* TEXT EXCERPT *
This Is Not A
As can be well understood, I am presently even more reluctant to enumerate my flightless egg-dwellers than heretofore. Nonetheless, things may well be on the up.
After work on Wednesday, I went over to our local branch of what is alleged to be our fair land's major computer retailers. Finding nothing on display which remotely resembled what I was looking for, I was then approached by a member of staff (for given values of the word 'member'), who informed me that they didn't stock PSUs there, only at their 'megastores', the nearest of which was at least three bus rides away.
After work on Thursday, I went into town to check out two of our locally-based companies (which doesn't - alas - currently include Micro Plus, as their shop here has been 'closed for refurbishment' for three months; after that length of time, I shall expect the walls to be gold-lined when (if) it re-opens). In the first one, I was attended to by a lad who appeared to be around seventeen, who showed me one PSU. This was of no use to me because it didn't have a line out for the PCI-E graphics card. He explained that it would be possible to use an adapter from one of the peripheral power ('Molex') connectors, but as I already needed three Molexes (Molices?), this wasn't an option.

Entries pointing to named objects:
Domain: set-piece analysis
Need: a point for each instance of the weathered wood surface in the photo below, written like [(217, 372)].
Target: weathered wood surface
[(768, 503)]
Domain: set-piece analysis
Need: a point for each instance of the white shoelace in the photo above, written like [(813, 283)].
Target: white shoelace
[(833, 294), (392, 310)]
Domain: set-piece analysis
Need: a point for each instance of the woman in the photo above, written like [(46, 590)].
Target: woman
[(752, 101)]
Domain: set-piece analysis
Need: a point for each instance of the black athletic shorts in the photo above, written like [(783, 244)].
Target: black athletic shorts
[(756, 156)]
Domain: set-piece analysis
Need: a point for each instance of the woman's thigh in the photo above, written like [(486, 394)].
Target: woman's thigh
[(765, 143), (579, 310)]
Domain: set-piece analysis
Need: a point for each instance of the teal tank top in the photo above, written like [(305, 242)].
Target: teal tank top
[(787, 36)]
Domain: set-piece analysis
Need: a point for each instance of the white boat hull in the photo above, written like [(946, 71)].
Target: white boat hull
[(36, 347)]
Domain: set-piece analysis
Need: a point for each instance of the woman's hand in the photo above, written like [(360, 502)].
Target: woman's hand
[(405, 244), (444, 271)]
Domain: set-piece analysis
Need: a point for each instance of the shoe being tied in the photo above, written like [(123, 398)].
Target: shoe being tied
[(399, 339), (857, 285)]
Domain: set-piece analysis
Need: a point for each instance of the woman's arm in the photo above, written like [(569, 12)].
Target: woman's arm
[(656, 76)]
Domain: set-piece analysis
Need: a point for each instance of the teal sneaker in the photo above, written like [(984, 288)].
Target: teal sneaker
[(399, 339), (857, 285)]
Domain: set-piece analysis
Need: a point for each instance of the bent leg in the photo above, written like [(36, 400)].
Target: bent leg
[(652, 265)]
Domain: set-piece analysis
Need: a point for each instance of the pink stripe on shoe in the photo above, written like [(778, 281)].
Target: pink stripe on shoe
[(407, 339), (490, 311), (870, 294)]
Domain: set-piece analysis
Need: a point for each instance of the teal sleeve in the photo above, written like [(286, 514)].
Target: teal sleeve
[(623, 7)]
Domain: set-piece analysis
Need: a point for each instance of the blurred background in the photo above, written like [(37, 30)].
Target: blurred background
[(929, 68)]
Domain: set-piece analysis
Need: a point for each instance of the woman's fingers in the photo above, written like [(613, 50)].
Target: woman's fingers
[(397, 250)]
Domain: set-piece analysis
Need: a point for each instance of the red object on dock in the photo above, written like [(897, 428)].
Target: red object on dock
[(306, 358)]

* INSTRUCTION 1 *
Answer these questions from the PSU shopping post:
(a) On which day did the writer visit the local branch of the major computer retailer?
(b) How long has the Micro Plus shop been closed for refurbishment?
(c) What did the one PSU shown by the lad lack?
* INSTRUCTION 2 *
List every word or phrase that the PSU shopping post places inside single quotation marks.
* INSTRUCTION 3 *
Set down the passage of the PSU shopping post starting with "After work on Wednesday, I" and going on through "bus rides away.".
The data has no connection to the PSU shopping post.

* RESPONSE 1 *
(a) Wednesday
(b) Three months
(c) A line out for the PCI-E graphics card

* RESPONSE 2 *
'member'
'megastores'
'closed for refurbishment'
'Molex'

* RESPONSE 3 *
After work on Wednesday, I went over to our local branch of what is alleged to be our fair land's major computer retailers. Finding nothing on display which remotely resembled what I was looking for, I was then approached by a member of staff (for given values of the word 'member'), who informed me that they didn't stock PSUs there, only at their 'megastores', the nearest of which was at least three bus rides away.